[Point-based annotation data]

■ ■ ■

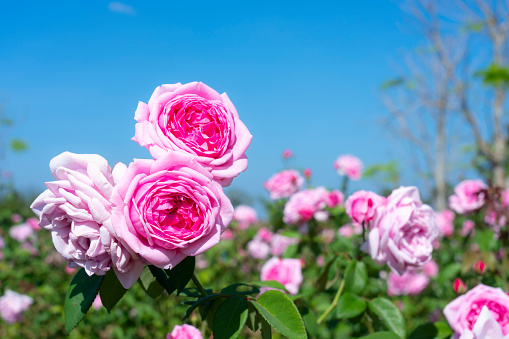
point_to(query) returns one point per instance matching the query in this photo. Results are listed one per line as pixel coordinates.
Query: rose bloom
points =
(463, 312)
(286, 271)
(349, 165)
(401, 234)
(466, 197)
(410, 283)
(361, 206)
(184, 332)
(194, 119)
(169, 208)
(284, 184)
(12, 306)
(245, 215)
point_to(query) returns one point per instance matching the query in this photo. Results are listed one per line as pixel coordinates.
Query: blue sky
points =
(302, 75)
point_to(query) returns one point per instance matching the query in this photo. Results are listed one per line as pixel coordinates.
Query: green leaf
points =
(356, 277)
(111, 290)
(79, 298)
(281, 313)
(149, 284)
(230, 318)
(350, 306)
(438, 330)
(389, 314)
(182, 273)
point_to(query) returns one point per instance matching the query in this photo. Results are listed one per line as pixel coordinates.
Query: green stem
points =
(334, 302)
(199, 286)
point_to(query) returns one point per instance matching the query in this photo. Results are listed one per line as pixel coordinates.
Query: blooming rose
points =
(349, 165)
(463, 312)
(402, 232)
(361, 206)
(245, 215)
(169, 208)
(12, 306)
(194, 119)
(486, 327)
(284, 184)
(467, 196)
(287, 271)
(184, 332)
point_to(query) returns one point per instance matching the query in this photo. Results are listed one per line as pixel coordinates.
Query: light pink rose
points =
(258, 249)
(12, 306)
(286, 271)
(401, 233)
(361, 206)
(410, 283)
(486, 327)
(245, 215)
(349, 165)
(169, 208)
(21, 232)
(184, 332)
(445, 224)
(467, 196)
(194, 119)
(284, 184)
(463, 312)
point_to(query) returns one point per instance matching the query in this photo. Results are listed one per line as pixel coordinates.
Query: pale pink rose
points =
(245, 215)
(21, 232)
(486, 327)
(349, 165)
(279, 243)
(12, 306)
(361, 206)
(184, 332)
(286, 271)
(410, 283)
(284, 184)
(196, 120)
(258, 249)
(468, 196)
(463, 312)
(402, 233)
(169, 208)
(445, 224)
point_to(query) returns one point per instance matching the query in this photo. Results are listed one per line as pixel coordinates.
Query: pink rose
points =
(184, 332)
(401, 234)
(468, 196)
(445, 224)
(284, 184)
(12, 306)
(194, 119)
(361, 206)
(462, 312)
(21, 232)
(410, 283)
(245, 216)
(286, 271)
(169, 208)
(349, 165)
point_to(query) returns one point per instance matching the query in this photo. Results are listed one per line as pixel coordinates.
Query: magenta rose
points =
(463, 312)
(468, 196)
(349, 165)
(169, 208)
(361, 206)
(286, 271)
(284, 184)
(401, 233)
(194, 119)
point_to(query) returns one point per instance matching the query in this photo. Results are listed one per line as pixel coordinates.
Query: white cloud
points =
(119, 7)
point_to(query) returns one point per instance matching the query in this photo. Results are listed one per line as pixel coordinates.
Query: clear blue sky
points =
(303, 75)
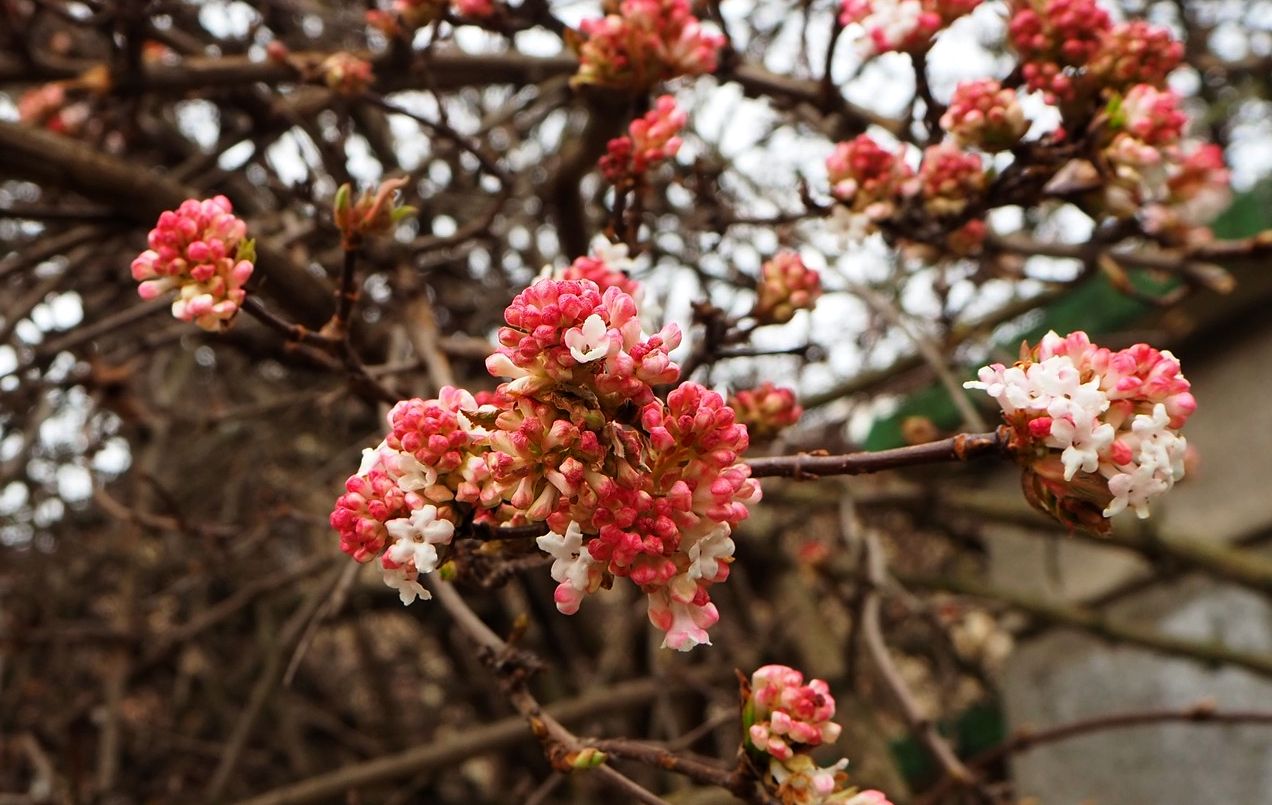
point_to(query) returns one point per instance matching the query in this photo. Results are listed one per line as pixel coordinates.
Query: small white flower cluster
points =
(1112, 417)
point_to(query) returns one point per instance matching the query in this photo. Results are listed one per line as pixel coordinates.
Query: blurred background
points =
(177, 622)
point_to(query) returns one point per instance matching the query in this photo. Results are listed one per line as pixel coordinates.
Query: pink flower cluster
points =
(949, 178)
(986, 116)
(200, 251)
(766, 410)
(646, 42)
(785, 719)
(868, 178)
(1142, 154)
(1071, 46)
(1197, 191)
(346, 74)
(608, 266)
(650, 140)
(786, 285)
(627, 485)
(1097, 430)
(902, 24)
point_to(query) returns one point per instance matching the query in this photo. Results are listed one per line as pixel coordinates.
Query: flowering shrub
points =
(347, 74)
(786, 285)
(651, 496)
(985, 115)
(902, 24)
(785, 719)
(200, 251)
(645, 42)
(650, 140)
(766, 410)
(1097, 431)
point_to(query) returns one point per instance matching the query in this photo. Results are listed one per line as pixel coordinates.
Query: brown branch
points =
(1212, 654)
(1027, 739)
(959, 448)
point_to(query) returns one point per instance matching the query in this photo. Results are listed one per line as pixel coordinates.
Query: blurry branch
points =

■ ■ ■

AIM: Your task is to set down the records shown above exactly, minus any pictures.

RESULT OF THIS TASK:
point_to(query) returns one point per instance matching the query in this photo. Results are listed one per line as pixel coordinates.
Query: rose bloom
points =
(463, 312)
(286, 271)
(349, 165)
(401, 234)
(466, 197)
(410, 283)
(361, 206)
(184, 332)
(194, 119)
(169, 208)
(284, 184)
(12, 306)
(245, 215)
point_to(query) returns one point per instance matching the query in this photo. Results are listed one per line as pixel coordinates.
Query: blue sky
points =
(302, 75)
point_to(query) returns one point per instance matching the query in this photo. Results are listed one per line as pixel coordinates.
Query: green leaf
points =
(356, 277)
(111, 290)
(79, 298)
(281, 313)
(149, 284)
(230, 318)
(350, 306)
(438, 330)
(389, 314)
(182, 273)
point_to(query) returns one point per instance matching the query in this photo. Results are listed one per line as pixel coordinates.
Query: green stem
points =
(334, 302)
(199, 286)
point_to(query) returns one point per instance matching the query in this photo. Results are listed one per line as pixel coordinates.
Query: blooming rose
points =
(349, 165)
(463, 312)
(402, 232)
(361, 206)
(245, 215)
(169, 208)
(12, 306)
(194, 119)
(486, 327)
(284, 184)
(467, 196)
(287, 271)
(184, 332)
point_to(query) returns one point per instance matching the query in this photo. Results are listed one per line as pixel coordinates.
Query: light pink rose
points =
(258, 249)
(12, 306)
(286, 271)
(401, 233)
(361, 206)
(410, 283)
(486, 327)
(245, 215)
(349, 165)
(169, 208)
(21, 232)
(184, 332)
(445, 224)
(467, 196)
(194, 119)
(284, 184)
(463, 312)
point_to(query) returns one point per instance matching the query in this photo. Results are listed one per line as pixel coordinates.
Query: pale pink rose
points =
(245, 215)
(21, 232)
(486, 327)
(349, 165)
(279, 243)
(12, 306)
(361, 206)
(184, 332)
(286, 271)
(410, 283)
(284, 184)
(196, 120)
(258, 249)
(468, 196)
(463, 312)
(402, 233)
(169, 208)
(445, 224)
point_to(query) returns one point per instance matching the query in this photo. Results are listed one per line as pixel coordinates.
Query: pink rose
points =
(184, 332)
(401, 234)
(468, 196)
(445, 224)
(284, 184)
(12, 306)
(194, 119)
(361, 206)
(462, 312)
(21, 232)
(410, 283)
(245, 216)
(286, 271)
(169, 208)
(349, 165)
point_to(query) returns one point per instance matching the query in this photo. Results are listed one per line as pixel coordinates.
Query: magenta rose
points =
(463, 312)
(468, 196)
(349, 165)
(169, 208)
(361, 206)
(286, 271)
(284, 184)
(401, 233)
(194, 119)
point_to(query) returns one point per instance matching the query in this photo. Results are listed one per line as pixel coordinates.
Query: white cloud
points =
(119, 7)
point_to(query) returns one point per instance matching the query in this photo. Results are listed one per line as pixel coordinates.
Query: clear blue sky
points =
(303, 75)
point_to(query) returns one point per instance matching the query in this photo. Results are listed one per line as pixel coordinates.
Query: small white flower cluster
points =
(1112, 417)
point_to(query) returns one point per instance matching the query in this photo. Results are listed one per line as pixel coordinates.
Query: blurred background
points =
(177, 622)
point_to(query) returns one point per instance matching the query in this photo. Results are listed one per line as pixel coordinates.
Query: pink flower cluster
points =
(949, 178)
(986, 116)
(200, 251)
(766, 410)
(646, 42)
(785, 719)
(868, 178)
(1142, 154)
(1071, 46)
(1197, 191)
(346, 74)
(608, 266)
(650, 140)
(786, 285)
(627, 485)
(1097, 430)
(902, 24)
point_to(query) returns one point per instance matching the query in this photo. Results are listed one per line as pixel coordinates.
Query: flowering shrub
points =
(347, 74)
(786, 285)
(651, 496)
(985, 115)
(902, 24)
(785, 719)
(200, 251)
(645, 42)
(650, 140)
(766, 410)
(1097, 431)
point_to(query) returns one point per instance matching the query in this photo. Results are listed one per line as pixel coordinates.
Query: brown branch
points =
(1212, 654)
(1027, 739)
(959, 448)
point_to(query) returns one point per instance matching the query in this photo. Results are listed one per line as pixel coordinates.
Query: blurry branch
points =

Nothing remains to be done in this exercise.